Text.
⟨

In our database design, we will create the database for use with Active Directory Credential pass through to Azure Data Lake Storage. First, we want to remove any existing databases named mssqltips. Then we want to create and use our new database called mssqltips. The code snippet below executes these two actions.
-- -- 1 - Drop existing database -- -- Switch database 2 master USE master; GO -- Remove existing database DROP DATABASE IF EXISTS mssqltips; GO -- -- 2 - Create new database -- -- Create new database CREATE DATABASE mssqltips; GO -- Switch database 2 mssqltips USE mssqltips; GO
Each serverless SQL database can have five different object types: external tables, external resources, views, schemas, and security. See the image below for a visualization of our SQL database from Synapse Workspace.
We want to create an external data source pointing to the storage URL defined in our linked service.
-- -- 2 - Create external data source -- -- Depends on managed identity having access to adls gen2 account/container CREATE EXTERNAL DATA SOURCE [LakeDataSource] WITH ( LOCATION = 'abfss://[email protected]' ) GO
Additionally, we want to create external file formats for both parquet and CSV.
--
-- 3 - Create external file formats
--
-- Delimited files
CREATE EXTERNAL FILE FORMAT [DelimitedFile]
WITH
(
FORMAT_TYPE = DELIMITEDTEXT ,
FORMAT_OPTIONS
(
FIELD_TERMINATOR = '|',
USE_TYPE_DEFAULT = FALSE
)
)
GO
-- Parquet files
CREATE EXTERNAL FILE FORMAT [ParquetFile]
WITH
(
FORMAT_TYPE = PARQUET
)
GO
The image below shows the results of executing the three T-SQL transactions.

⟩

Stated problem 1. List the object types that the database setup text says each serverless SQL database can have.
Stated problem 2.
Answer from the database setup text:
(a) What is the new database called?
(b) What name is given to the external data source?
(c) What field terminator does the delimited file format use?
Rely on the database setup text alone, without outside knowledge.

Rows.

⟨

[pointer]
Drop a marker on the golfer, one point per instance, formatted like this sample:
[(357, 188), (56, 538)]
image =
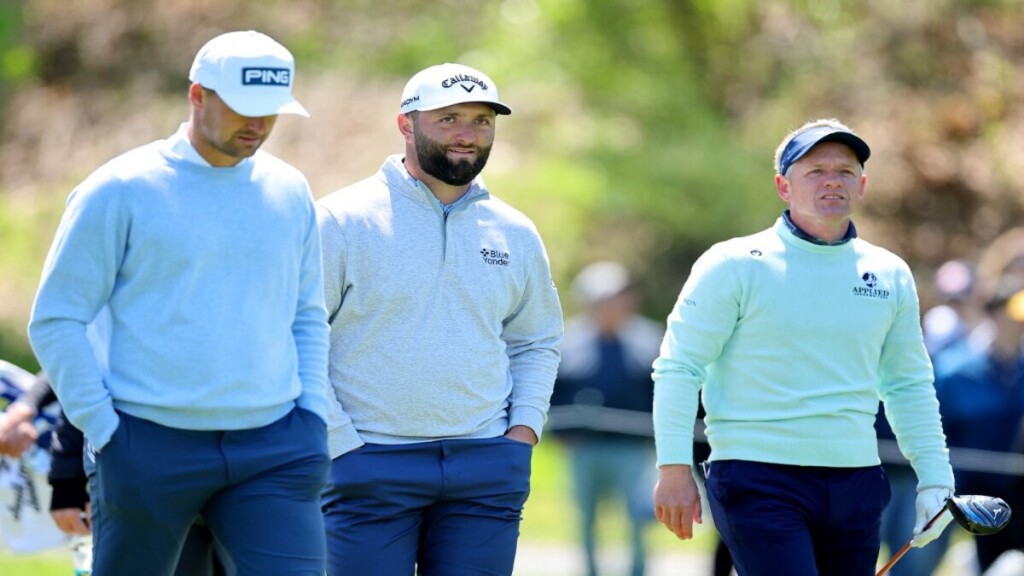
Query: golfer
[(210, 401), (444, 333), (791, 336)]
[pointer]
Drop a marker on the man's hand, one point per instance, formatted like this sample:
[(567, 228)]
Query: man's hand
[(930, 502), (16, 432), (677, 502), (522, 434), (72, 521)]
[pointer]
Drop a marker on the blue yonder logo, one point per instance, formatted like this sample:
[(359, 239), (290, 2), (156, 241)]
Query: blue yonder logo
[(266, 77)]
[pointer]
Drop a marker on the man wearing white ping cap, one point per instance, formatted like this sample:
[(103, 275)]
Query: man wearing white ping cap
[(210, 401), (444, 327)]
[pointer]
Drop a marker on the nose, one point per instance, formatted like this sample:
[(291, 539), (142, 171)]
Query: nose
[(466, 133)]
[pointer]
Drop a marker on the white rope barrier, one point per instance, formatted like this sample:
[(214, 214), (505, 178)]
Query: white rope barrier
[(639, 423)]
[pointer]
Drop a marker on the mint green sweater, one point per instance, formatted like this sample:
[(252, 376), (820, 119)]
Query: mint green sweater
[(791, 345)]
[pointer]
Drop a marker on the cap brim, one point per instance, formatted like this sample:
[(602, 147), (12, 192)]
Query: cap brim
[(858, 146), (498, 107), (271, 105)]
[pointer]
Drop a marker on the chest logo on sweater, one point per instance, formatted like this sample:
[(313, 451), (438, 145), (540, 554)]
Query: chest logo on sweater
[(495, 257), (870, 288)]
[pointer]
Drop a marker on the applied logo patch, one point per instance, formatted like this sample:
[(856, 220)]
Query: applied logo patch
[(870, 289)]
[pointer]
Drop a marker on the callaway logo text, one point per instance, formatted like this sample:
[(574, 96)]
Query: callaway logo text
[(460, 78), (495, 257)]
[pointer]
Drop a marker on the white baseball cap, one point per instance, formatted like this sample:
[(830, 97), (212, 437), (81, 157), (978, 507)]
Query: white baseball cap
[(251, 73), (448, 84)]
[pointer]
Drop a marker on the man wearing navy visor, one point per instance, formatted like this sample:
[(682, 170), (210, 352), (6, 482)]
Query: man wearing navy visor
[(791, 336)]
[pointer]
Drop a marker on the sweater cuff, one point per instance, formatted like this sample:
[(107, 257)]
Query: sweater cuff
[(342, 440), (527, 416)]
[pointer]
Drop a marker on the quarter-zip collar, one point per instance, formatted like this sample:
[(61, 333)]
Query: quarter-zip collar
[(851, 232)]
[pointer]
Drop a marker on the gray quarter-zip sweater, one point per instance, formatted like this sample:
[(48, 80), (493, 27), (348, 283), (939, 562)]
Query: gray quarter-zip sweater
[(442, 325)]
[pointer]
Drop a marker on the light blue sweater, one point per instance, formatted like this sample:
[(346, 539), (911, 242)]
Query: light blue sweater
[(213, 281), (792, 344), (441, 326)]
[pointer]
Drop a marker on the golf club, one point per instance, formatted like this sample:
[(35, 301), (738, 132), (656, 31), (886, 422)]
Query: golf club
[(977, 515)]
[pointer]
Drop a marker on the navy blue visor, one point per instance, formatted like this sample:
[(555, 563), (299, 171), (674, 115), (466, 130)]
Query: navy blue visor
[(804, 141)]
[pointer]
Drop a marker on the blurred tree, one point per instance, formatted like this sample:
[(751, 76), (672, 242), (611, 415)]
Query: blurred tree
[(643, 130)]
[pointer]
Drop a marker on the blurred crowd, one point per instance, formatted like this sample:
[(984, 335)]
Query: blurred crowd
[(973, 333)]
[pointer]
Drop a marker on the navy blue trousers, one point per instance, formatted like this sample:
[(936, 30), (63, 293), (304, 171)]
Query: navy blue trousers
[(258, 490), (798, 521), (449, 507)]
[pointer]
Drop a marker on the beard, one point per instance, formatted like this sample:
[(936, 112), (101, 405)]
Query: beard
[(434, 161)]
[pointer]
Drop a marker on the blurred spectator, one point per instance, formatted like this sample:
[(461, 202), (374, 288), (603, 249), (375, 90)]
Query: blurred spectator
[(982, 404), (605, 376), (955, 314), (1004, 256), (947, 327)]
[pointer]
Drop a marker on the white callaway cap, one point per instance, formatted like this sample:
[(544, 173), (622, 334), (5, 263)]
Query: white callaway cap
[(448, 84), (251, 73)]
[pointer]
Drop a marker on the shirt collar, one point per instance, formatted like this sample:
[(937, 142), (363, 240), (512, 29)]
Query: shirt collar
[(851, 233), (182, 148)]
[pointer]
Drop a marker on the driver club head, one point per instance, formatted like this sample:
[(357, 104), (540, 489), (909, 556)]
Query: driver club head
[(979, 515)]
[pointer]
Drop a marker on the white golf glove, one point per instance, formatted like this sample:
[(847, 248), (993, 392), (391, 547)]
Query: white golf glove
[(930, 502)]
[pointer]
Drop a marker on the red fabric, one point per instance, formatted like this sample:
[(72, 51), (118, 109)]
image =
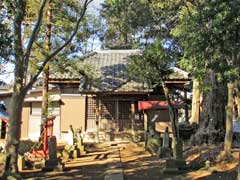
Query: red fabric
[(146, 105)]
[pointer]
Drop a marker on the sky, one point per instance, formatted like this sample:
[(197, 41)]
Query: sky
[(7, 77)]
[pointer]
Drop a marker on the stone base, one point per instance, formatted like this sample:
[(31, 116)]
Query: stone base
[(174, 166), (50, 165), (170, 171)]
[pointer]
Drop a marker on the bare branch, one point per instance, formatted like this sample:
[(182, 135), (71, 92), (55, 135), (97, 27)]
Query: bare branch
[(54, 53), (35, 31)]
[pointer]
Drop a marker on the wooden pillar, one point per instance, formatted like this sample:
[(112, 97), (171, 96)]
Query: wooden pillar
[(133, 117), (185, 106), (195, 102), (145, 119), (97, 119)]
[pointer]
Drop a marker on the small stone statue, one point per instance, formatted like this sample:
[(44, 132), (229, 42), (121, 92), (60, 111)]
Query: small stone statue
[(166, 139)]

⟩

Response 1. External tables, external resources, views, schemas, and security.

Response 2.
(a) mssqltips
(b) LakeDataSource
(c) The pipe character, '|'